__Work to do__. Please copy exactly the lines that begin with the one containing "Could you mark every instance of the squirrel nose" and end with the last line of the entries.

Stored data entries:
====
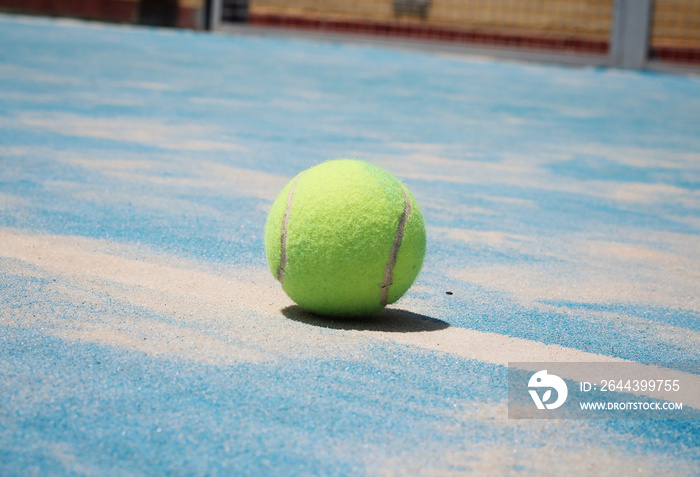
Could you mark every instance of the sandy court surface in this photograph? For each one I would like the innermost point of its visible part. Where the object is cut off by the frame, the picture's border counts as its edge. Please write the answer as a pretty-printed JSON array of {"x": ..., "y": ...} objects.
[{"x": 141, "y": 331}]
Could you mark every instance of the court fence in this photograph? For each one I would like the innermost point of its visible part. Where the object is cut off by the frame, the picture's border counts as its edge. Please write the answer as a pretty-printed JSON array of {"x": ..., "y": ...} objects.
[{"x": 625, "y": 33}]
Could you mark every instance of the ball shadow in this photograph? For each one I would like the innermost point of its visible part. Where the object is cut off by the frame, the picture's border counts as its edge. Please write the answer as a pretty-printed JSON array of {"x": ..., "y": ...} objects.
[{"x": 390, "y": 320}]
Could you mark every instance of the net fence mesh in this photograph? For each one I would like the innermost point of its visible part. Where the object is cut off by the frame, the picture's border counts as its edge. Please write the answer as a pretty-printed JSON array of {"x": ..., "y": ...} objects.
[{"x": 581, "y": 25}]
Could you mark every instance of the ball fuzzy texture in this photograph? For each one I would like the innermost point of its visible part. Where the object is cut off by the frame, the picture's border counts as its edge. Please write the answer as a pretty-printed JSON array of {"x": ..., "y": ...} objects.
[{"x": 345, "y": 238}]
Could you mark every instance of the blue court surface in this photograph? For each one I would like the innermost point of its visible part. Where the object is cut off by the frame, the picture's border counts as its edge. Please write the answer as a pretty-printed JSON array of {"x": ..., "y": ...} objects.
[{"x": 141, "y": 331}]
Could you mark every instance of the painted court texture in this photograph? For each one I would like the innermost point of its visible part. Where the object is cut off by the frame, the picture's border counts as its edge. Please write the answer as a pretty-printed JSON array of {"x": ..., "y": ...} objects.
[{"x": 142, "y": 333}]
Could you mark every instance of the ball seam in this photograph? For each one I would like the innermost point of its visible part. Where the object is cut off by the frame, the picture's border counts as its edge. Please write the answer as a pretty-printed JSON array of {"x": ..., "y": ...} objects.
[
  {"x": 394, "y": 253},
  {"x": 283, "y": 235}
]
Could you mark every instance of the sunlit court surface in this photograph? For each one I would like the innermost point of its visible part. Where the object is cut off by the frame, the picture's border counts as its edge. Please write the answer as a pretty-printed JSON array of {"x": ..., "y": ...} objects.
[{"x": 143, "y": 333}]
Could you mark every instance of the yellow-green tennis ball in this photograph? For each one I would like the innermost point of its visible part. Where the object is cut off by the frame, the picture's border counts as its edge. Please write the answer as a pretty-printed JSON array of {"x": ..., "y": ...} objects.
[{"x": 345, "y": 238}]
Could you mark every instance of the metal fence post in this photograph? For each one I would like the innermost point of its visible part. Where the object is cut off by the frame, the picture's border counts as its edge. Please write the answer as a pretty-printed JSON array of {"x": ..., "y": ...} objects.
[
  {"x": 631, "y": 28},
  {"x": 215, "y": 11}
]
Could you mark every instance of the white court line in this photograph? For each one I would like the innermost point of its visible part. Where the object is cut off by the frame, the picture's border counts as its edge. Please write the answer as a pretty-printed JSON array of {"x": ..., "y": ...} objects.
[{"x": 70, "y": 257}]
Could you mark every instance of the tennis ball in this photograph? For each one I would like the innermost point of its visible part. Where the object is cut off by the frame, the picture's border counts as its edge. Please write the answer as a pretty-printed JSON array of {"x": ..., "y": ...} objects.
[{"x": 345, "y": 238}]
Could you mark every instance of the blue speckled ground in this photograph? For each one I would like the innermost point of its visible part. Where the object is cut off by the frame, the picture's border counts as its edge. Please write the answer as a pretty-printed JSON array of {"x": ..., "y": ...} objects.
[{"x": 141, "y": 333}]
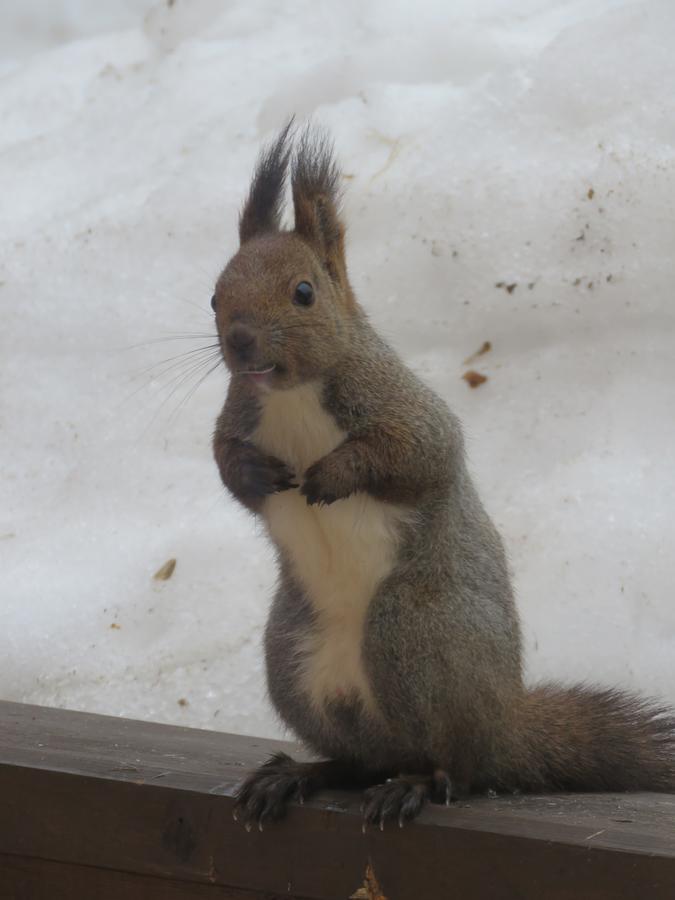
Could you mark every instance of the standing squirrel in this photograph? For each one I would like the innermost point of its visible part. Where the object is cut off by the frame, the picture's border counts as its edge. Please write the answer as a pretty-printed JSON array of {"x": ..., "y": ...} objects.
[{"x": 393, "y": 644}]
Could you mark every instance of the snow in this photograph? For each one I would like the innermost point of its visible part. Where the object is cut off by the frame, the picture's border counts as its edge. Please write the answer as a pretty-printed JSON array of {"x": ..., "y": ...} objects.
[{"x": 527, "y": 144}]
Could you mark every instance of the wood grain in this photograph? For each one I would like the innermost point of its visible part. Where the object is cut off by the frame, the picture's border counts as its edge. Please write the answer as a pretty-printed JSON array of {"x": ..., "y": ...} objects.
[{"x": 90, "y": 805}]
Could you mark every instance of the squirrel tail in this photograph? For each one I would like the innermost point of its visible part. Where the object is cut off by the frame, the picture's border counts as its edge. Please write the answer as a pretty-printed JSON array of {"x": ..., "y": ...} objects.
[{"x": 586, "y": 739}]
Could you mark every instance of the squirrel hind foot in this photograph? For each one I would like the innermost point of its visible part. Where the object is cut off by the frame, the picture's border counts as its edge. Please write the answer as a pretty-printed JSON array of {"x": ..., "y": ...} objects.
[
  {"x": 267, "y": 792},
  {"x": 403, "y": 798}
]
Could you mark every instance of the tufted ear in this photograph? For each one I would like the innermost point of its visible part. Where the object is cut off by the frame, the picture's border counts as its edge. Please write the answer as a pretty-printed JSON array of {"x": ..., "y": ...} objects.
[
  {"x": 262, "y": 211},
  {"x": 316, "y": 199}
]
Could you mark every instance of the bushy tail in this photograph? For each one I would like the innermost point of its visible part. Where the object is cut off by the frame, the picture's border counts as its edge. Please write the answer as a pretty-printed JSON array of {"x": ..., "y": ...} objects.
[{"x": 585, "y": 739}]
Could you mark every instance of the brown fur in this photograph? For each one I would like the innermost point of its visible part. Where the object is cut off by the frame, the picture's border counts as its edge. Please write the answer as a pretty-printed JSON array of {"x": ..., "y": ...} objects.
[{"x": 393, "y": 644}]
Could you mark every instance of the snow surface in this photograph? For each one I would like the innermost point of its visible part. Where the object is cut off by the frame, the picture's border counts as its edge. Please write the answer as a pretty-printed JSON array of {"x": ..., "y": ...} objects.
[{"x": 528, "y": 143}]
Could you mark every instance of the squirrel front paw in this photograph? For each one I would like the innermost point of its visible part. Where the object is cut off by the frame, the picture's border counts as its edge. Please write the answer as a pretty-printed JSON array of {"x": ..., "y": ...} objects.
[
  {"x": 325, "y": 482},
  {"x": 259, "y": 475}
]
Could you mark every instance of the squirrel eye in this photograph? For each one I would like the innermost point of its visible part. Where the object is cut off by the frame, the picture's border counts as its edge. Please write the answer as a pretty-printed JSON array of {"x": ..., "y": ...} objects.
[{"x": 304, "y": 294}]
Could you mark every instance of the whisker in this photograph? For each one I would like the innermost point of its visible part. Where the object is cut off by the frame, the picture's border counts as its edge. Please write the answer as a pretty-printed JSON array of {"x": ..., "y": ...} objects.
[
  {"x": 194, "y": 389},
  {"x": 172, "y": 336},
  {"x": 170, "y": 361}
]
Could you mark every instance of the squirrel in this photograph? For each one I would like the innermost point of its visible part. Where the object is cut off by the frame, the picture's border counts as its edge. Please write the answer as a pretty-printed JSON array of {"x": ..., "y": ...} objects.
[{"x": 393, "y": 646}]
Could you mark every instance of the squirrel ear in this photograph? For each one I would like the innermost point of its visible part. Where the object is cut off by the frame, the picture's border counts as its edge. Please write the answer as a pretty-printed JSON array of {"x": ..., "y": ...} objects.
[
  {"x": 316, "y": 200},
  {"x": 262, "y": 211}
]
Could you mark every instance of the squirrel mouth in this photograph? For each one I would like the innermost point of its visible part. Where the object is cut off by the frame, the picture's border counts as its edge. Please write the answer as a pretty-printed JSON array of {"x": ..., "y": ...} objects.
[{"x": 258, "y": 375}]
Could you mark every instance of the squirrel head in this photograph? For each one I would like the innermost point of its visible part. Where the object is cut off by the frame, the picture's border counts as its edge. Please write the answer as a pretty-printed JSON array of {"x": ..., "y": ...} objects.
[{"x": 283, "y": 303}]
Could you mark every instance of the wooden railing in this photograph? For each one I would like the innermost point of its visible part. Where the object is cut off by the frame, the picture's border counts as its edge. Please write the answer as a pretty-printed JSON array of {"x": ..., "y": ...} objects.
[{"x": 101, "y": 808}]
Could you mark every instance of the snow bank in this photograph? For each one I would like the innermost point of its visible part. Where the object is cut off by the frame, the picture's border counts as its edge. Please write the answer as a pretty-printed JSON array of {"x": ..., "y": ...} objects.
[{"x": 511, "y": 178}]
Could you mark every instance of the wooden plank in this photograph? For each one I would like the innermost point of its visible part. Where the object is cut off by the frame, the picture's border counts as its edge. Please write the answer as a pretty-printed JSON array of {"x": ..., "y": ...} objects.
[
  {"x": 23, "y": 878},
  {"x": 156, "y": 801}
]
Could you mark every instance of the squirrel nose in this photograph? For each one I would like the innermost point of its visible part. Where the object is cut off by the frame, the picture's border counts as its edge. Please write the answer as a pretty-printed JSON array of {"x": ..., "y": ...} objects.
[{"x": 240, "y": 338}]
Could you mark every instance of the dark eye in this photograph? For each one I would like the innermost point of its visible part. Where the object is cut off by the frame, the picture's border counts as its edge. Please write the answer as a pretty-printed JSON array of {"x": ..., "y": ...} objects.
[{"x": 304, "y": 294}]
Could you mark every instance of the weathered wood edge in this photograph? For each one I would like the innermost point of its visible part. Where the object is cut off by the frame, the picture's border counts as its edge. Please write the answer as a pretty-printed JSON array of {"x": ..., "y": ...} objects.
[{"x": 156, "y": 800}]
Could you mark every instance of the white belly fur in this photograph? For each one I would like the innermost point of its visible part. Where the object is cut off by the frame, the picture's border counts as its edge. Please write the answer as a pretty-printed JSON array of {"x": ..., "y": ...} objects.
[{"x": 339, "y": 552}]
====
__Answer below__.
Could you mark every instance of the squirrel nose in this photograph? For each one I would like the innermost point of its visible part. Where the object is cut off by the frame, the picture's border counts as its edge. Please write the answer as a pretty-printed JSON array of {"x": ..., "y": ...} objects.
[{"x": 240, "y": 338}]
Could you mark every instance of the dark eye in this photograph? For each one I would like the innermost point of its visible part. Where the object is cut off by the frame, the picture's border counts as its edge. Please write the answer as a pretty-printed JSON array of {"x": ..., "y": ...} objects.
[{"x": 304, "y": 294}]
Could you mark every instance of the weathered wood edge in this photograph? For each one I would like the innermost point of its visible part. Where the object is cut off by the frame, the picture's border counts as its edge. Please write the answer as a pretty-printed JSON array of {"x": ..., "y": ...} objects.
[{"x": 156, "y": 800}]
Could you mark every instance of the white belly fur in this photograph? For each one I would like the innermost point of its visible part. Where the object is cut off by the frame, the picture's border counts as its edge. Please write the answer as a pretty-printed JSON array of {"x": ..., "y": ...} objects.
[{"x": 339, "y": 552}]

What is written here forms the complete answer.